Your objective:
Go through the listing below and reproduce it word for word.
_____
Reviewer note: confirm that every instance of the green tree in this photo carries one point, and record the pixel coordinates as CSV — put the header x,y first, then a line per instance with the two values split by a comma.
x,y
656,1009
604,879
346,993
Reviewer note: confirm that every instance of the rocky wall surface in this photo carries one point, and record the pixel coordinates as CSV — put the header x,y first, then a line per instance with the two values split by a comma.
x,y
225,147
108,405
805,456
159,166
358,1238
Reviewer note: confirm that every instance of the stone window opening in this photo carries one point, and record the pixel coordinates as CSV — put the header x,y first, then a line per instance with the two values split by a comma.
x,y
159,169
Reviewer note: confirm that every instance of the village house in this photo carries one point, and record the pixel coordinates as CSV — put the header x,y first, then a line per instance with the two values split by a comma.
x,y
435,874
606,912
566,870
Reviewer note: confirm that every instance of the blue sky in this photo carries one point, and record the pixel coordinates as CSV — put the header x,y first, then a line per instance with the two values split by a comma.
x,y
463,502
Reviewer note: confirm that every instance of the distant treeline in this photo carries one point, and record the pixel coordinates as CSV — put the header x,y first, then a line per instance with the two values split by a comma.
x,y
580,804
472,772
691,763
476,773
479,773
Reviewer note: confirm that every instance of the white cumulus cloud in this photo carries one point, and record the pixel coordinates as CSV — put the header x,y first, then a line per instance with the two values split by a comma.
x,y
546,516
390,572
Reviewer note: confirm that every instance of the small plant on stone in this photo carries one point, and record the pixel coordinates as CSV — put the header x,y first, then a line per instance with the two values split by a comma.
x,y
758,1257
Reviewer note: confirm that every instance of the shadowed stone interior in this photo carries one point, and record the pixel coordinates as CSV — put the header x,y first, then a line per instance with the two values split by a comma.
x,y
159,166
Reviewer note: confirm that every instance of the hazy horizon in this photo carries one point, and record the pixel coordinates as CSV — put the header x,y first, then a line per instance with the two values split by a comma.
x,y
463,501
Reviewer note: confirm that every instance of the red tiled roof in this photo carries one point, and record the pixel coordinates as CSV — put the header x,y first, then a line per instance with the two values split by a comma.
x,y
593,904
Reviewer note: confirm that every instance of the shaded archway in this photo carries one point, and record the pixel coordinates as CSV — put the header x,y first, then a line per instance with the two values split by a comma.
_____
Solved exercise:
Reviewer note: confirm that every instance of the green tree in this photo carries one point, and record the pixel coordinates as CSV — put the header x,y first, then a line per instance with the two values split by a comma.
x,y
656,1009
604,879
346,993
Reviewer note: confirm that every instance of the rocky wall surface in this photo carries one point, and record the pixel coordinates as CSV — put the header x,y first, then a line per instance with the two values split by a comma.
x,y
225,147
108,405
805,456
159,166
358,1238
Reviewer note: confirm that every instance of the stone window opening in this photo carries one point, and record the pixel coordinates as CSV — put the header x,y first, then a line per instance with the two values split by a comma.
x,y
159,169
Reviewer note: confirm that every instance of the village house in this photo carries one point, and record the pixel coordinates as CSV — put the header x,y first, then a line per instance with the two values split by a comma.
x,y
435,874
606,912
566,870
Reviewer note: confirm that every instance of the blue sky in this photo carries one point, and record the pixel coordinates as CSV — put the header x,y first, then a line per instance with the two values split by a comma.
x,y
463,502
Reviewer note: confirm that every instance of the distant treeline in this photo carries one point, and record the pixel coordinates as CSV — put the header x,y first, then a line per instance with the two values split by a comma.
x,y
580,804
472,772
691,763
476,773
479,773
Reviewer note: confirm that every instance of the white cumulus cloud in this photo carries one point, and record the pixel coordinates as CSV — put the header x,y first, then a line per instance with the two values split by a comma.
x,y
546,516
390,572
Reviewer note: confirm that every instance of the small plant on stone in this photo carries one point, and record the pixel coordinates as CSV — put the header x,y first, then a line per instance with the two values split by a comma.
x,y
758,1257
Reviewer note: confirm that every instance of the shadowed stone interior in this photo carries one point, and record the pixel coordinates as CSV — put the header x,y first, then a line per instance with the two values split by a comma.
x,y
159,166
Reviewer note: confirm that every instance of the hazy horizon in this photo carries one point, and record the pixel coordinates as CSV — put the header x,y first, then a line per instance with the two values split by a comma.
x,y
463,501
Reviewer note: confirm that every instance of the red tiled roof in this photo carries one point, and record the pixel coordinates as CSV — put the header x,y first, then a line per instance with the two values split by a comma.
x,y
593,904
Reviewer note: confirm that every instance of the shaded archway in this photo carries one point, and record the pixel coordinates as CSV — put the header x,y first, then a line per instance with the two values split by a comma.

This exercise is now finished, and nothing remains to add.